◆ Aim
Copy the lines below word for word, but leave out the pictures.
>> Begin Entries provided
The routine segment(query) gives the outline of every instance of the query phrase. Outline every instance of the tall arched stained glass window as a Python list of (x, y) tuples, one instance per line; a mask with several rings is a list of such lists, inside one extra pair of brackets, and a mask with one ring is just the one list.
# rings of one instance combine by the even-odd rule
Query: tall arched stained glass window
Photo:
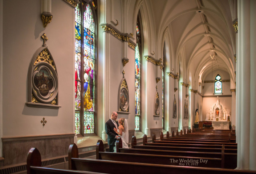
[(214, 93), (222, 93), (222, 78), (218, 74), (215, 77), (214, 81)]
[(137, 20), (136, 36), (137, 44), (135, 48), (135, 130), (141, 130), (141, 31), (139, 17)]
[(92, 7), (93, 4), (94, 2), (80, 3), (75, 10), (75, 130), (76, 133), (83, 136), (96, 133), (96, 29), (93, 14), (96, 13)]

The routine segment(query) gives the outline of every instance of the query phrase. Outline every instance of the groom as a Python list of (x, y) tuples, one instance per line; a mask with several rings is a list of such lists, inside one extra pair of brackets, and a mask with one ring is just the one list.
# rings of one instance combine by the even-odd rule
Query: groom
[(119, 137), (117, 133), (114, 131), (114, 128), (118, 129), (118, 123), (116, 120), (117, 113), (115, 111), (112, 113), (110, 119), (106, 122), (105, 129), (107, 134), (107, 144), (109, 146), (109, 152), (114, 152), (114, 147), (117, 139)]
>> End Entries provided
◆ Task solution
The routine segment(query) gives the outline of every instance of the query phrase. Outline every instance of the tall arched stained glass window as a Python list of (x, y) tuples, one instance per line; a mask with several rings is a list of such lists, inside one extra pair of brackets, and a mask with one ring is just the one list.
# rings of one instance combine by the even-odd rule
Query: tall arched stained glass window
Photo:
[(214, 93), (222, 93), (222, 78), (218, 74), (215, 77), (214, 81)]
[(137, 20), (136, 36), (137, 44), (135, 48), (135, 130), (141, 130), (141, 31), (139, 17)]
[(92, 7), (93, 4), (94, 2), (80, 3), (75, 10), (75, 130), (76, 133), (83, 136), (96, 133), (96, 29), (93, 14), (96, 13)]

The routine segment(query) gives the outline of every instance of the query phrase. Outline every instance of the groom as a Python list of (x, y) tuples, one instance per line; a mask with several rings is a list of such lists, inside one extra pair of brackets, and a mask with one ring is just the one list.
# rings of one instance combine by the even-odd rule
Query: groom
[(119, 137), (117, 133), (114, 131), (114, 128), (118, 129), (118, 123), (116, 120), (117, 113), (115, 111), (112, 113), (110, 119), (106, 122), (105, 129), (107, 134), (107, 144), (109, 146), (109, 152), (114, 152), (114, 147), (117, 139)]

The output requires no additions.